— Task prompt —
Everything from the line containing "Target: dark forest background" to the end of the records below should be repeated exactly, with no other lines added.
####################
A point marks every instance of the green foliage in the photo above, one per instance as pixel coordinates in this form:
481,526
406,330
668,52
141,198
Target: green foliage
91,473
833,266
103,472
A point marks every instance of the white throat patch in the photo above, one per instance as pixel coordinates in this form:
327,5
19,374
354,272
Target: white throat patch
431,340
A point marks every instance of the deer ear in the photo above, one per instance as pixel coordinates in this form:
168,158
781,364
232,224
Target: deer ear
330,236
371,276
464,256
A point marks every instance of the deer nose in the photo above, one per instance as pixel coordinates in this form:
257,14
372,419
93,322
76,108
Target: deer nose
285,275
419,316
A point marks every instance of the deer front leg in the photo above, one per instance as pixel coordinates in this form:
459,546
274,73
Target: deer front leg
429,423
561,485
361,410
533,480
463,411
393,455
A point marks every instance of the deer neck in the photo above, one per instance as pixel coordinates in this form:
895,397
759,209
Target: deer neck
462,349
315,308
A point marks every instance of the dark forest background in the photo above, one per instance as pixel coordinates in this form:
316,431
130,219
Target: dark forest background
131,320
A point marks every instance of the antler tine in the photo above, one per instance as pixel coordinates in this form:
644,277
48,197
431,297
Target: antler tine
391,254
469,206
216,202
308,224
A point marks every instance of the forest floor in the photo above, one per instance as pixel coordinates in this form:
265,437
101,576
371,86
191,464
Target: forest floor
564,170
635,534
####################
— Your response —
Target: dark forest background
131,320
A point marks every instance of the antler tine in the photo above, one per instance as pixel coordinates in this form:
644,277
48,197
431,297
Target: antler tine
391,254
469,206
216,202
308,224
A point marks every instance of the forest floor in the photo above, one per instance as pixel coordinates in this form:
265,437
101,576
371,86
191,464
Target: forest floor
564,170
635,534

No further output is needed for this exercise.